*DATA FOR THE TASK*
────────

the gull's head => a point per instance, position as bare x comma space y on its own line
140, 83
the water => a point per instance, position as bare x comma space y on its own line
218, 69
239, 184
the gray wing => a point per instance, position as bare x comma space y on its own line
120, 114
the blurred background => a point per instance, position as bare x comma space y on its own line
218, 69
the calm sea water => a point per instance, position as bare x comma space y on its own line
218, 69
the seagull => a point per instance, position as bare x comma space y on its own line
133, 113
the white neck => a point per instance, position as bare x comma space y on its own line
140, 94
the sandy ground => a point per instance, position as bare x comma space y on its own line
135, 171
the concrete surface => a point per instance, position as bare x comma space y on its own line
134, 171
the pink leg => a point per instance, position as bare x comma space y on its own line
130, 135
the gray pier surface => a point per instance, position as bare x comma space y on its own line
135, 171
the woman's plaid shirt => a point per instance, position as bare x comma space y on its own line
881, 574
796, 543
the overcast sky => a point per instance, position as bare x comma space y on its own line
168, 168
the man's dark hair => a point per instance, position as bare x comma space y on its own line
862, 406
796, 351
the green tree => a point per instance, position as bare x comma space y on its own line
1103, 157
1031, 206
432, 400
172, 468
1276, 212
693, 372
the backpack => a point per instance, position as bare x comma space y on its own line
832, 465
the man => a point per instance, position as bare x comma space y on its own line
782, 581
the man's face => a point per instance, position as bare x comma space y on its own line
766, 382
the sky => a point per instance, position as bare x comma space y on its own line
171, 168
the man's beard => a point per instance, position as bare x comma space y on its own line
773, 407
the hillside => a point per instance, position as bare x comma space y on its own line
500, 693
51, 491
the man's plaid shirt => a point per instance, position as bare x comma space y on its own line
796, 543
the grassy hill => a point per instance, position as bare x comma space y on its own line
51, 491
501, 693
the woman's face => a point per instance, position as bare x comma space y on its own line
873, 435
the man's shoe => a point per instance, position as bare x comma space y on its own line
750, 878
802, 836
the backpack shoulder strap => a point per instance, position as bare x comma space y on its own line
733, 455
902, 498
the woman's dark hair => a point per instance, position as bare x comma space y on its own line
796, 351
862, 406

────────

Copy out each record from above, exactly.

*EXERCISE RESULT*
the gull's head => a point per instance, position as bare x comma space y on its own line
140, 83
the water => a point per instance, position as bare x comma space y on its own line
218, 69
239, 184
the gray wing => a point per instance, position as bare x comma space y on its own line
120, 114
the blurred background => a point per instance, position as bare x comma space y on its own line
218, 69
the calm sea water => a point per instance, position as bare x comma space y on its own line
218, 69
the seagull => a point per instance, position as bare x comma space y on its own line
133, 113
the white neck => a point per instance, position as bare x comma space y on its own line
140, 94
the sandy ground => a point per instance, position as bare x comma space y on its own line
135, 171
the concrete surface => a point per instance, position as bare x comma space y on its own line
134, 171
the pink leg => a point per instance, position as bare x comma space y on its own line
130, 135
the gray pier surface => a point per instance, position as bare x comma space y on its own line
135, 171
the woman's plaid shirt => a point per instance, position as bare x comma space y on its own line
881, 574
796, 543
the overcast sky => a point per instance, position as bare x comma space y on its own line
168, 168
the man's dark hair => a point per instance, position as bare x comma space y on its own line
862, 406
796, 351
the green tree => a point per instance, position as bare x comma space y on its own line
1103, 157
1031, 206
432, 400
172, 468
1276, 212
693, 372
the backpack => a point per instance, position as bare x comma space y on its own line
832, 465
the man => a point per instance, position as bare x comma space y on its own line
782, 581
the man's face => a point per instance, position as bare x comma space y on its own line
766, 382
the sky => a point per instance, position as bare x comma space y on its own line
171, 168
the man's beard => a point per instance, position as bare x comma space y on its own line
773, 407
the hillside => a point per instance, position as bare x comma space y on its own line
500, 693
51, 491
the man's plaid shirt => a point per instance, position as bare x comma space y on its own line
796, 543
the grassy hill => a point per instance, position as bare x comma space y on its own line
51, 491
501, 693
the woman's face => a point per instance, position as bare x comma space y on its own line
873, 435
the man's shoe => a point per instance, position as bare x comma space y on its own line
750, 878
802, 836
the backpack shoulder strap => a point per instance, position as bare x comma space y on its own line
733, 455
902, 498
the woman's dark hair => a point per instance, position as bare x comma space y on its own line
796, 351
862, 406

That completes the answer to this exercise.